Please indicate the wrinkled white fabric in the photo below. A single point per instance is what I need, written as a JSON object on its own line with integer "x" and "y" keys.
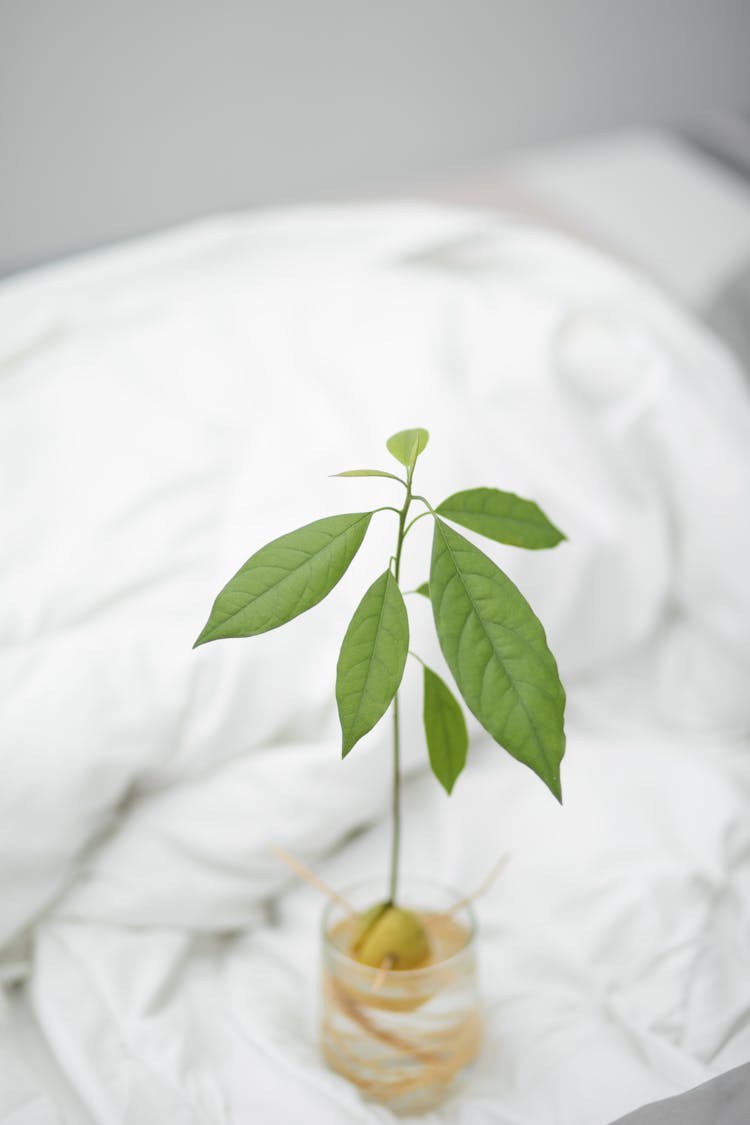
{"x": 165, "y": 410}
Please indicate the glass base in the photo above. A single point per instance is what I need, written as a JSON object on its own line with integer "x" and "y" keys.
{"x": 404, "y": 1037}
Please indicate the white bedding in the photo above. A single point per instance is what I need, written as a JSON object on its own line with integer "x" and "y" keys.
{"x": 166, "y": 408}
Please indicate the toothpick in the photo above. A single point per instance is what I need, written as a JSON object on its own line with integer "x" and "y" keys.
{"x": 484, "y": 887}
{"x": 314, "y": 880}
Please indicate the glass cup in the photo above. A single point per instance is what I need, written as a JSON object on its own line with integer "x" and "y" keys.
{"x": 405, "y": 1037}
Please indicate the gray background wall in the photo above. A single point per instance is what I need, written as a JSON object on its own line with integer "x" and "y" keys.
{"x": 117, "y": 118}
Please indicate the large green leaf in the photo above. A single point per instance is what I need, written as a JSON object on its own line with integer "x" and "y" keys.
{"x": 496, "y": 648}
{"x": 502, "y": 516}
{"x": 371, "y": 659}
{"x": 407, "y": 444}
{"x": 445, "y": 728}
{"x": 286, "y": 577}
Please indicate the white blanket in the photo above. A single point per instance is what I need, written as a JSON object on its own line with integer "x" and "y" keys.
{"x": 165, "y": 410}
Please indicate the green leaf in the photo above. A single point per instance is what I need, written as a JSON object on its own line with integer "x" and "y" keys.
{"x": 496, "y": 648}
{"x": 371, "y": 659}
{"x": 286, "y": 577}
{"x": 407, "y": 444}
{"x": 502, "y": 516}
{"x": 368, "y": 473}
{"x": 448, "y": 739}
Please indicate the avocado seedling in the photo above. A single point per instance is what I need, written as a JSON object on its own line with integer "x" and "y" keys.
{"x": 493, "y": 641}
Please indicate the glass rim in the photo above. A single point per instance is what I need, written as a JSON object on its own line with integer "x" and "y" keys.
{"x": 399, "y": 974}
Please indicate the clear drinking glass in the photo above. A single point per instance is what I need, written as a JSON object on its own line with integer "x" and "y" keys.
{"x": 404, "y": 1037}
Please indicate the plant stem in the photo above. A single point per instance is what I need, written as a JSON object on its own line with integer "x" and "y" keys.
{"x": 396, "y": 839}
{"x": 396, "y": 807}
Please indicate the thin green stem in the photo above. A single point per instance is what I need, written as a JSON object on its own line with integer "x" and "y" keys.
{"x": 396, "y": 807}
{"x": 396, "y": 810}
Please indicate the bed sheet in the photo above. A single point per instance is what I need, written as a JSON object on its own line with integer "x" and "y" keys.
{"x": 168, "y": 407}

## Task brief
Please revise all of the material above by replacing "indicate" with "mark" and keeping everything else the same. Leave the pictures out.

## Written solution
Please mark the wrinkled white fabric in the photo below. A single point per instance is what I need, written as a JSON object on its own line with integer "x" and "y" keys.
{"x": 165, "y": 410}
Please mark the glass base in the photo above. A single point per instance is what I need, written as a JSON object on its own line with integer "x" and "y" keys.
{"x": 404, "y": 1037}
Please mark the white bedding in the photo above. A single point per instance is what I need, written as a JSON object on its own line with integer "x" and "y" keys.
{"x": 166, "y": 408}
Please mark the toothpick in the photo above. A single point per instance is what I need, written as a JSON object on its own line with integer "x" and "y" keys.
{"x": 484, "y": 887}
{"x": 314, "y": 880}
Please mark the glass cup in the photo above. A single point per instance is what I need, written as a JSON object on its own line with integer "x" and "y" keys.
{"x": 405, "y": 1037}
Please mark the gray background wall in the photo above. A single point per instance is what I need, written as a JSON object on its own line with integer "x" and "y" keys.
{"x": 117, "y": 118}
Please mark the large green leaf in the photo above. A single point per instance is what I need, written as a JSON object on its own line with integer "x" and "y" keys.
{"x": 496, "y": 648}
{"x": 502, "y": 516}
{"x": 371, "y": 659}
{"x": 407, "y": 444}
{"x": 445, "y": 728}
{"x": 286, "y": 577}
Please mark the white blanket in the photo above. A single point per instance is what I need, written as a JSON object on its own line with integer "x" and "y" keys.
{"x": 165, "y": 410}
Please mark the green leaf in the photo above. A single point per instance is what I need, written as a JSON object on its own line with integer "x" and "y" keys.
{"x": 496, "y": 648}
{"x": 371, "y": 659}
{"x": 286, "y": 577}
{"x": 407, "y": 444}
{"x": 502, "y": 516}
{"x": 368, "y": 473}
{"x": 448, "y": 739}
Please mark the avocado seedling in the photo above. A single point per instance is what I need, written as a JSON object on its own line with integer "x" and "y" keys.
{"x": 493, "y": 641}
Please mark the glass rim in the photo above. A single point per instance is what I need, written as a JSON object on its own line with integer "x" and "y" keys.
{"x": 399, "y": 974}
Please mark the clear drinking glass in the photo above. A single point per instance is what I need, written as a JSON object on its own line with integer "x" and "y" keys.
{"x": 404, "y": 1037}
Please mark the plant stem in the photo above. A single point per instance is what I need, written as a JSON object on its own line with integer "x" and "y" keys.
{"x": 396, "y": 839}
{"x": 396, "y": 807}
Please mark the thin green stem in the photo above. A single point per instance is what I need, written as a JSON object on its own line with integer "x" and "y" keys.
{"x": 396, "y": 807}
{"x": 396, "y": 810}
Please mark the bed sheet in the photo above. A single point per instance is what I need, written as a JSON object on its own line with integer "x" and "y" keys.
{"x": 168, "y": 407}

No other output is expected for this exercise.